→ **Given task**
Leave out the pictures and repeat the rest of the material exactly.
++++++
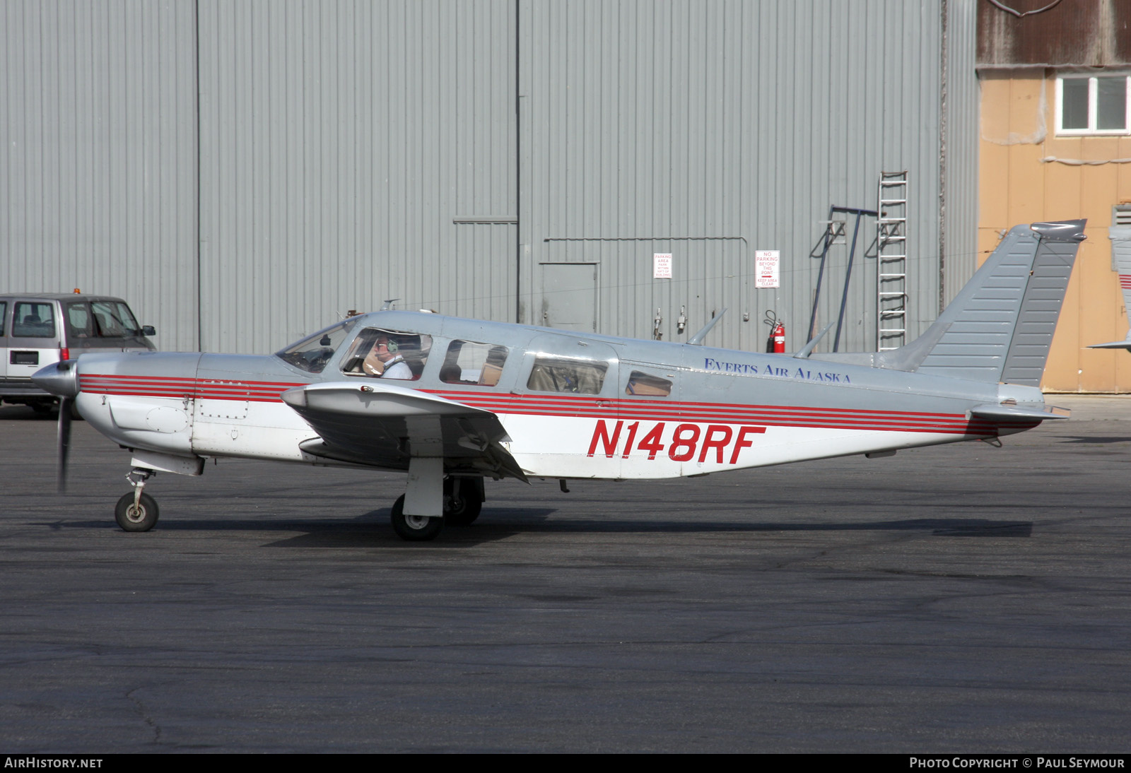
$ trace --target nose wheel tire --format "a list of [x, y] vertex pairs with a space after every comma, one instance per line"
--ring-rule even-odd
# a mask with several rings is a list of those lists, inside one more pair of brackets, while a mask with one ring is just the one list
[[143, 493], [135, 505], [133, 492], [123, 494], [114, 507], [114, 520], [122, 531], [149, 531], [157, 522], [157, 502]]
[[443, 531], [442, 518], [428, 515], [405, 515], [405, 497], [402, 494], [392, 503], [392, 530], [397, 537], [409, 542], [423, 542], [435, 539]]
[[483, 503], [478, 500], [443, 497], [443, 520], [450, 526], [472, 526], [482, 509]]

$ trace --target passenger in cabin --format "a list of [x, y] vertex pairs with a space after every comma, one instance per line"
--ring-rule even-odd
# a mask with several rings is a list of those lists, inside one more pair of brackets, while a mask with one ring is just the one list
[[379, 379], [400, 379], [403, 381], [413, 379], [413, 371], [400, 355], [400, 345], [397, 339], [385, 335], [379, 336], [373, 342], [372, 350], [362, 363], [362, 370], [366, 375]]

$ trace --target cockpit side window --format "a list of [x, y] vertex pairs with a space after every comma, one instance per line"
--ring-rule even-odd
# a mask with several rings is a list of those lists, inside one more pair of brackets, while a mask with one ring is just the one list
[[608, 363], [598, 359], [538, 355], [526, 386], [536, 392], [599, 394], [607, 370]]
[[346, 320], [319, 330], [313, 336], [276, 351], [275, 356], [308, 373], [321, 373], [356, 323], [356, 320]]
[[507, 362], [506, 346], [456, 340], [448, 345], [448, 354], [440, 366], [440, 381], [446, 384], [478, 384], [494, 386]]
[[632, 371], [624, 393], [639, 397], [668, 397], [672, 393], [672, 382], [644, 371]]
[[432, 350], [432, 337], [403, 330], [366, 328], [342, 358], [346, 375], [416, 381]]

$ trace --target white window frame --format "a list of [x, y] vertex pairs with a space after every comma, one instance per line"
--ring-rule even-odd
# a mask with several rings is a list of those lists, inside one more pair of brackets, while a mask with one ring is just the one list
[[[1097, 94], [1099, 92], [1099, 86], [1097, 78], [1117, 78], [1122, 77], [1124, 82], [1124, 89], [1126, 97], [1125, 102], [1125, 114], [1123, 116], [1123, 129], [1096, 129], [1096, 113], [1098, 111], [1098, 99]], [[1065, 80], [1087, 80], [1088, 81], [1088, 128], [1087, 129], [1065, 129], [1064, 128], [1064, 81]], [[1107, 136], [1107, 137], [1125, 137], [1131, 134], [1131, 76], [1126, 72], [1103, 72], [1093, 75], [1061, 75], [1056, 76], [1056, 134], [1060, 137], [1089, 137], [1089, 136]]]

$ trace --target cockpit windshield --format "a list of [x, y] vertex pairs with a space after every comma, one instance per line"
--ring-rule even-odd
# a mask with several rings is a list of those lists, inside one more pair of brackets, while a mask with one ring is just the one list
++++++
→ **Exercise solution**
$ trace --target nose wheel tire --format "a list of [x, y] vertex pairs with a space after every comma, one instance per line"
--ring-rule even-odd
# a mask with several rings is a list of those lists, inside one more pair of brackets, while a mask with one ring is just the one list
[[143, 493], [135, 505], [133, 492], [123, 494], [114, 507], [114, 520], [122, 531], [149, 531], [157, 522], [157, 502]]
[[443, 531], [442, 518], [428, 515], [405, 515], [405, 497], [402, 494], [392, 503], [392, 530], [397, 537], [409, 542], [423, 542], [435, 539]]
[[483, 503], [478, 500], [443, 497], [443, 520], [450, 526], [472, 526], [482, 509]]

$ trace --target passenger in cabin --format "a list of [x, y] vertex pairs with a space after every comma, one instance per line"
--ring-rule even-odd
# a mask with several rings is a list of those lists, inside one more pair of brackets, while a mask with one ring is just the one list
[[379, 379], [400, 379], [403, 381], [413, 379], [413, 371], [400, 355], [400, 345], [397, 339], [385, 335], [379, 336], [373, 342], [372, 350], [362, 363], [362, 370], [366, 375]]

$ trace --target cockpit side window --format "a list of [x, y] vertex pairs with a space after every comma, one instance per line"
--ring-rule even-odd
# a mask with several rings is a list of those lists, inside one more pair of brackets, while a mask with one ring is just the one list
[[608, 363], [598, 359], [538, 355], [526, 386], [536, 392], [599, 394], [607, 370]]
[[346, 320], [319, 330], [313, 336], [276, 351], [275, 356], [308, 373], [321, 373], [356, 323], [356, 320]]
[[507, 362], [506, 346], [456, 340], [448, 345], [448, 354], [440, 366], [440, 381], [446, 384], [478, 384], [494, 386]]
[[632, 371], [624, 393], [639, 397], [668, 397], [672, 393], [672, 382], [644, 371]]
[[432, 350], [432, 337], [403, 330], [366, 328], [342, 358], [346, 375], [416, 381]]

$ trace --target white window frame --format "a list of [x, y] vertex pairs with a space after every comma, one instance per line"
--ring-rule even-odd
# a mask with several rings is a list of those lists, inside one more pair of brackets, while a mask with one ring is just the one list
[[[1097, 94], [1099, 92], [1099, 86], [1097, 78], [1117, 78], [1122, 77], [1124, 82], [1124, 89], [1126, 97], [1125, 102], [1125, 114], [1123, 116], [1123, 129], [1096, 129], [1096, 113], [1098, 111], [1098, 99]], [[1065, 80], [1087, 80], [1088, 81], [1088, 128], [1087, 129], [1065, 129], [1064, 128], [1064, 81]], [[1107, 136], [1107, 137], [1125, 137], [1131, 134], [1131, 76], [1126, 72], [1103, 72], [1093, 75], [1061, 75], [1056, 76], [1056, 134], [1060, 137], [1089, 137], [1089, 136]]]

$ trace --target cockpit windshield --format "a list of [x, y] vertex pairs with a space after every comma, one instance per line"
--ring-rule even-odd
# a mask with several rings is a list of those lists, inside one more pair of brackets, while a mask with one ring is just the one list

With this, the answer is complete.